* START *

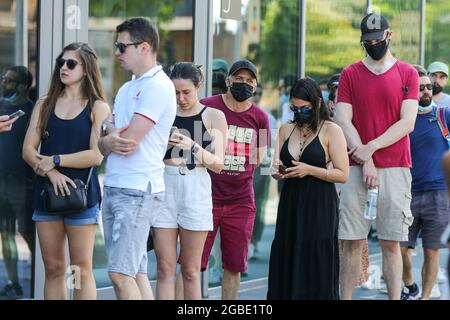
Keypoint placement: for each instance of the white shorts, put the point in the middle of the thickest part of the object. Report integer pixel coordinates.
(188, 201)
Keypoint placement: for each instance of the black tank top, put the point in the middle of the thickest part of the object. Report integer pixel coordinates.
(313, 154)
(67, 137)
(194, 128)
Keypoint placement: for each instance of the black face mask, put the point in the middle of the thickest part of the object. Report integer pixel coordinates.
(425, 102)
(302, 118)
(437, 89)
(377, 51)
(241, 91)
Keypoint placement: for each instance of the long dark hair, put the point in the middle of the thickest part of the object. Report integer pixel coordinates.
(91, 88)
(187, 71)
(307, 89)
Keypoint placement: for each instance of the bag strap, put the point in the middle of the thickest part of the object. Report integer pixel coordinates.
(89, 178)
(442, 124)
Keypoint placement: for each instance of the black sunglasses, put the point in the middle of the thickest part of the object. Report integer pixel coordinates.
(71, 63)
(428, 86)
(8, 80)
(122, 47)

* END *
* START *

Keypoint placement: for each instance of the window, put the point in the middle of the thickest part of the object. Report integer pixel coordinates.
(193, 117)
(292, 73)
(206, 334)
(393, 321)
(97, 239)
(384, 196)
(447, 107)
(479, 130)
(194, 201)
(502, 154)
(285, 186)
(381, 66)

* END *
* START *

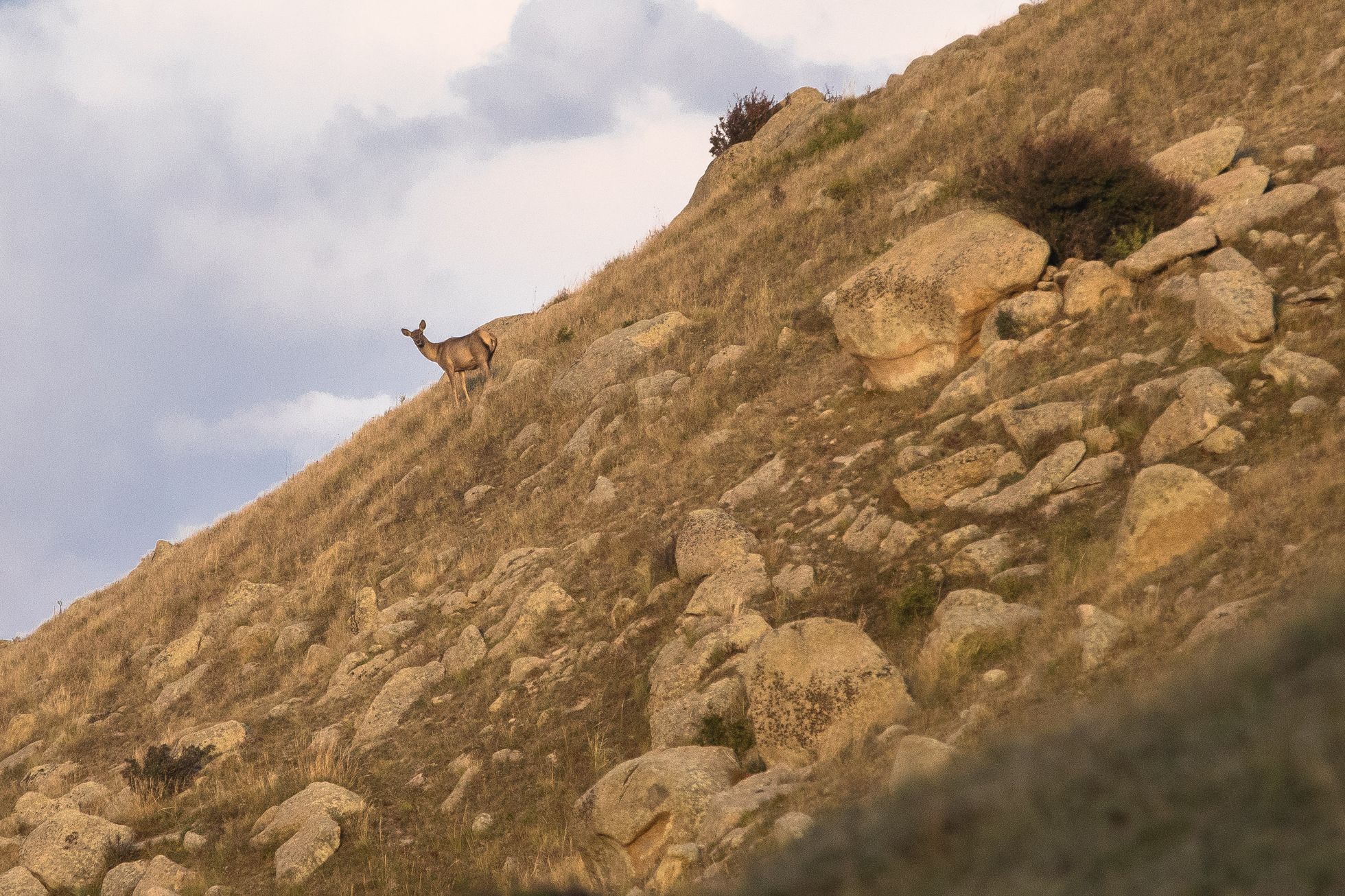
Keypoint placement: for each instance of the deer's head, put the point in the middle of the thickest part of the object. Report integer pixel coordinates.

* END *

**Task brief:**
Tally the lines in the records above that contain the word "black". How many are there? Give only the number.

**Task response:**
3